Input for this task section start

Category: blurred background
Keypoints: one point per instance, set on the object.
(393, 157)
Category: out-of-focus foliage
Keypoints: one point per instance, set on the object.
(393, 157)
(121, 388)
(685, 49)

Input for this task section end

### [Problem]
The records above must be printed again in full, exactly as written.

### [Completed task]
Category: blurred background
Keypoints: one point per instance, set on the object.
(393, 157)
Category: out-of-focus foliage
Keypoints: one point per instance, set on the object.
(393, 157)
(121, 388)
(685, 49)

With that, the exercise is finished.